Task requirements:
A. Reproduce the mlx5 mediated device patch word for word, starting at "mlx5_core-$(CONFIG_MLX5_EN_TLS) += en_accel/tls.o" and ending at "CFLAGS_tracepoint.o := -I$(src)".
B. Answer these questions about the mlx5 mediated device patch:
(i) Which two options does MLX5_MDEV depend on?
(ii) Which object file is added to mlx5_core when CONFIG_MLX5_MDEV is set?
(iii) To which label does the code jump if mlx5_mdev_init returns an error?

==== Passage

Note: Support for hardware with this capability needs to be selected
for this option to become available.
+
+config MLX5_MDEV
+ bool "Mellanox Technologies Mediated device support"
+ depends on MLX5_CORE
+ depends on VFIO_MDEV
+ default y
+ help
+ Build support for mediated devices. Mediated devices allow creating
+ multiple netdev and/or rdma device(s) on single PCI function.
diff --git a/drivers/net/ethernet/mellanox/mlx5/core/Makefile b/drivers/net/ethernet/mellanox/mlx5/core/Makefile
index 82d636b..e5c0822c 100644
--- a/drivers/net/ethernet/mellanox/mlx5/core/Makefile
+++ b/drivers/net/ethernet/mellanox/mlx5/core/Makefile
@@ -58,4 +58,9 @@ mlx5_core-$(CONFIG_MLX5_EN_IPSEC) += en_accel/ipsec.o en_accel/ipsec_rxtx.o \

mlx5_core-$(CONFIG_MLX5_EN_TLS) += en_accel/tls.o en_accel/tls_rxtx.o en_accel/tls_stats.o

+#
+# Mdev basic
+#
+mlx5_core-$(CONFIG_MLX5_MDEV) += mdev.o
+
CFLAGS_tracepoint.o := -I$(src)
diff --git a/drivers/net/ethernet/mellanox/mlx5/core/main.c b/drivers/net/ethernet/mellanox/mlx5/core/main.c
index 40d591c..72b0072 100644
--- a/drivers/net/ethernet/mellanox/mlx5/core/main.c
+++ b/drivers/net/ethernet/mellanox/mlx5/core/main.c
@@ -851,10 +851,18 @@ static int mlx5_init_once(struct mlx5_core_dev *dev, struct mlx5_priv *priv)
goto err_sriov_cleanup;
}

+ err = mlx5_mdev_init(dev);
+ if (err) {
+ dev_err(&pdev->dev, "Failed to init mdev device %d\n", err);
+ goto err_fpga_cleanup;
+ }
+
dev->tracer = mlx5_fw_tracer_create(dev);

return 0;

+err_fpga_cleanup:
+ mlx5_fpga_cleanup(dev);
err_sriov_cleanup:
mlx5_sriov_cleanup(dev);
err_eswitch_cleanup:
@@ -881,6 +889,7 @@ static int mlx5_init_once(struct mlx5_core_dev *dev, struct mlx5_priv *priv)
static void mlx5_cleanup_once(struct mlx5_core_dev *dev)

========
==== Records

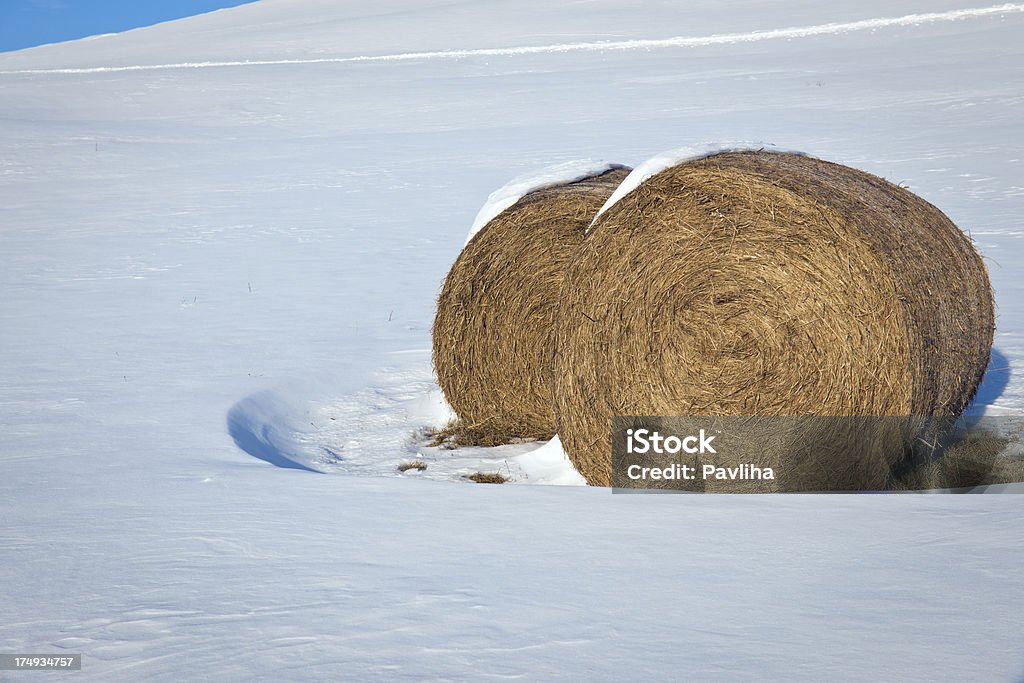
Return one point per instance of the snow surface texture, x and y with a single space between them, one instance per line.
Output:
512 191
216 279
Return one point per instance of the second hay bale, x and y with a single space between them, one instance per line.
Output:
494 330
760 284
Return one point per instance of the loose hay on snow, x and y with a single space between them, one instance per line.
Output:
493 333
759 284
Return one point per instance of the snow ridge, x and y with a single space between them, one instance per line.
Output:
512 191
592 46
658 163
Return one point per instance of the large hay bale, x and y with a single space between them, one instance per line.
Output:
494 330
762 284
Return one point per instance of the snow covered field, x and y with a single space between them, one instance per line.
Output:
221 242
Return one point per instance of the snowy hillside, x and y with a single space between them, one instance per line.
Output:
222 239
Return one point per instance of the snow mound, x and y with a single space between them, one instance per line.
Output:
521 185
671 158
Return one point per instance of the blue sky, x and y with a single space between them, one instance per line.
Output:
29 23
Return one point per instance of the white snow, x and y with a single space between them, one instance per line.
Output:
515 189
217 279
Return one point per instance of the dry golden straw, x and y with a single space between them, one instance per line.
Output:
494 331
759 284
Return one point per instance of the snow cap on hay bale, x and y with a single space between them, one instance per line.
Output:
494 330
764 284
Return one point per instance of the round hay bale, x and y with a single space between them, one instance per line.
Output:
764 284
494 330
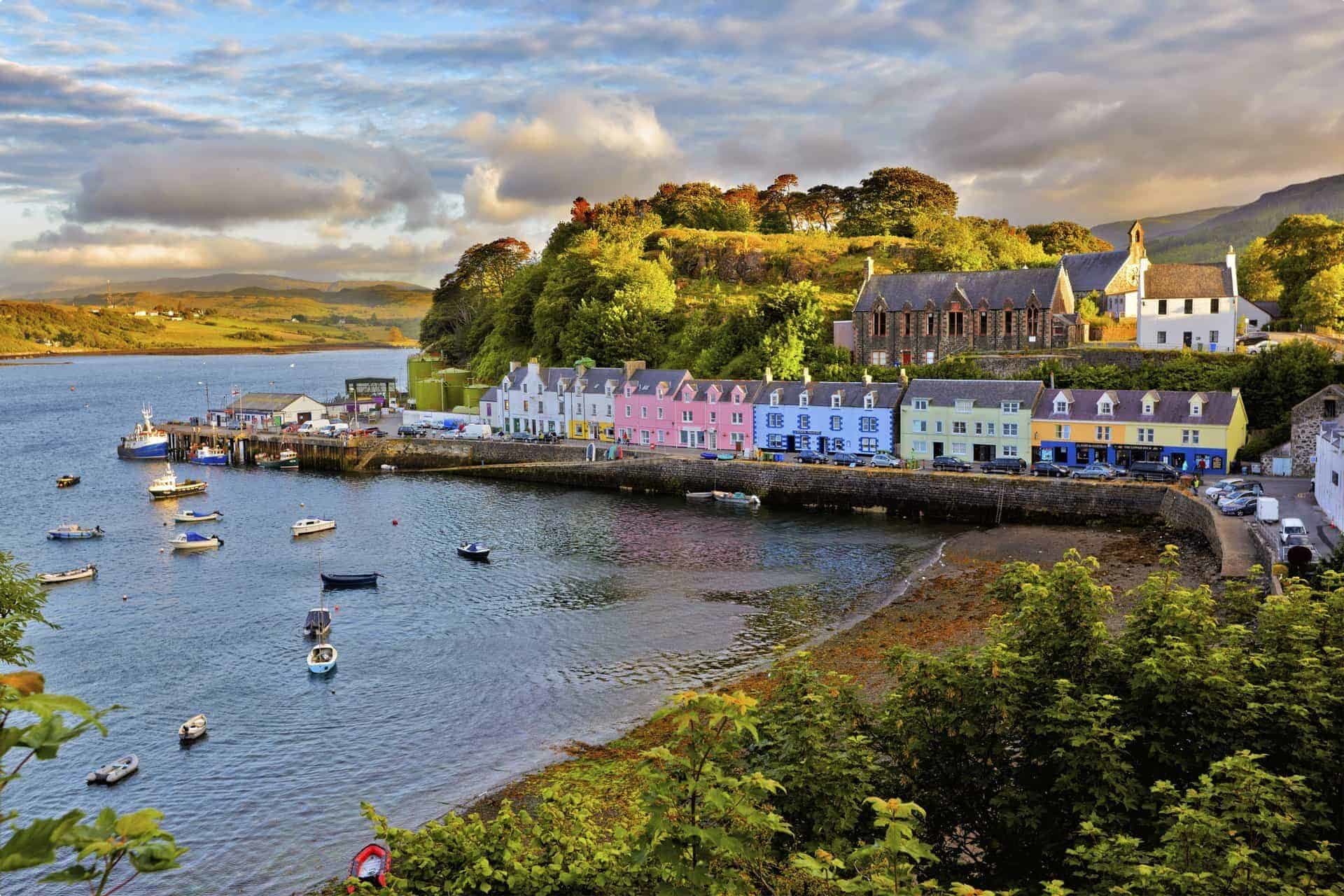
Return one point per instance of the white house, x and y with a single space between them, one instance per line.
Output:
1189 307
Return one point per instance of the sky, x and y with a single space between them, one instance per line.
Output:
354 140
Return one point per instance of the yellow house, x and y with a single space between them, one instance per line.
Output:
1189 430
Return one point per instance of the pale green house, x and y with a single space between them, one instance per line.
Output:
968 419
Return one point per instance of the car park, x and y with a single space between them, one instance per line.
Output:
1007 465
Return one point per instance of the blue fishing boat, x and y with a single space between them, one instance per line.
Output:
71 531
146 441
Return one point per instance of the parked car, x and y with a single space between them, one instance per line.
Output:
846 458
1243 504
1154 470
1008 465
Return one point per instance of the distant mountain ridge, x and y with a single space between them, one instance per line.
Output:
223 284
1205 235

========

Task-by-task answers:
A.
mlx5_core-$(CONFIG_MLX5_EN_TLS) += en_accel/tls.o en_accel/tls_rxtx.o en_accel/tls_stats.o

+#
+# Mdev basic
+#
+mlx5_core-$(CONFIG_MLX5_MDEV) += mdev.o
+
CFLAGS_tracepoint.o := -I$(src)

B.
(i) MLX5_CORE and VFIO_MDEV
(ii) mdev.o
(iii) err_fpga_cleanup